┌─ SELECTED TEXT
For the Record - Week of Nov. 7, 2025

Publication Date

Biomedical engineering students in the Curley lab presented their research at the Biomedical Engineering Society (BMES) Annual Meeting from October 8-12. Julia Squissato '26, Adam Hecker '26, Elizabeth Bias '26, Cagla Numanoglu '26, and William Dubois '26 each presented a poster on their research designing new vaccines for Lyme disease using outer membrane vesicles. Stephanie Curley, Mary H. and Richard K. Templeton Assistant Professor of electrical, computer & biomedical engineering, also presented a poster entitled "Evaluation of the Immune Response Generated by Lyme Disease Epitopes Expressed on Outer Membrane Vesicles."

Kristin Bidoshi, associate professor of Russian and director of the Russian and East European studies program presented “Women’s Agency in Albanian Engagement and Wedding Rituals” at the American Folklore Society Conference in Atlanta, Georgia. The study, based on research Bidoshi conducted in Albania with women who were engaged between 1959 and 2010, reveals how women adapt tradition and use storytelling by navigating state ideology, familial expectation and cultural continuity to assert agency and reclaim personal narratives.

Francis Wilkin, senior lecturer in physics and astronomy and observatory manager has co-authored "ExoMiner++: Enhanced Transit Classification and a New Vetting Catalog for 2-Minute TESS Data," published in the Astronomical Journal with Valizadegan, H. et al. Professor Wilkin contributed many exoplanet analyses to the NASA TESS Follow-up Observers Program (TFOP) which were used to train the enhanced deep learning software.

Lindsay Bush, associate librarian and Jenna Pitera, assistant librarian II, published an article in The Journal of Academic Librarianship titled: “Faculty Expectations and Student Skills: The Research Instruction Gap.”

Student participants

Fed Challenge participants (L-R): Avital Nozic '28, Tala Aldaher '28 (Back), Ryder Mollo '26, Linnea Tix '26, Carter Curry '26 and Kshitij Agarwal '27

Ali Hamed, Thomas J. Watson, Sr. and Emma Watson Day Associate Professor of Mechanical Engineering and department chair, has published an article in Experiments in Fluids. "Vortical structures past isolated and sheltered wall-mounted cylinders immersed in a turbulent boundary layer" is co-authored by mechanical engineering students Bailey McAtee ’24, Ian Spoor ’23, and Timothy Belin ’26.

Jordan Smith, Edward E. Hale Jr., Professor of English, recently published the essay "Listening" as a guest editorial in Live Encounters.
└─
┌─ DATASET SECTION
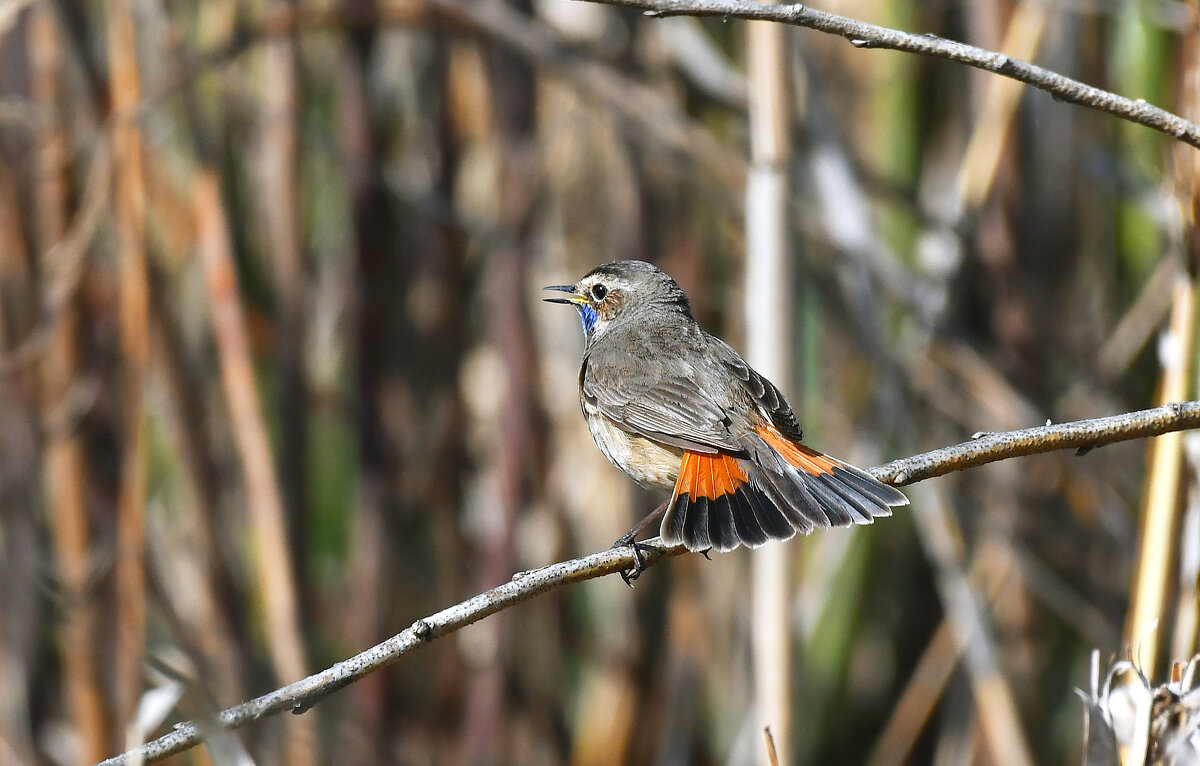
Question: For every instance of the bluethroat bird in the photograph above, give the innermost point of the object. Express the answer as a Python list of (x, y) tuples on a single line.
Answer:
└─
Please extend the "For the Record" news roundup above with further items in the same style, starting after its last entry.

§ ANSWER SPACE
Lewis Davis, Thomas Armstrong Professor of Economics, and Claudia Williamson Kramer have published "Do Law and Culture Interact? Evidence from Business Regulation" in the Southern Economic Journal. The paper finds that businesses are less regulated in individualist countries and more heavily regulated in more collectivist countries, and that these relationships are stronger in common than civil law countries.

Union College students once again represented the College in The College Fed Challenge 2025, a national competition organized by the Federal Reserve that encourages undergraduates to analyze current economic and financial conditions and propose monetary policy recommendations.

This year’s team — Kshitij Agarwal ’27, Carter Curry ’26, Ryder Mollo ’26, Avital Nozic ’28, and Linnea Tix ’26, with Tala Aldaher ’28 as alternate — spent three months preparing under the guidance of Prateek Arora, assistant professor of economics.

The students’ participation culminated in a 15-minute video presentation that demonstrated their strong understanding of macroeconomic data, financial trends, and policy strategy.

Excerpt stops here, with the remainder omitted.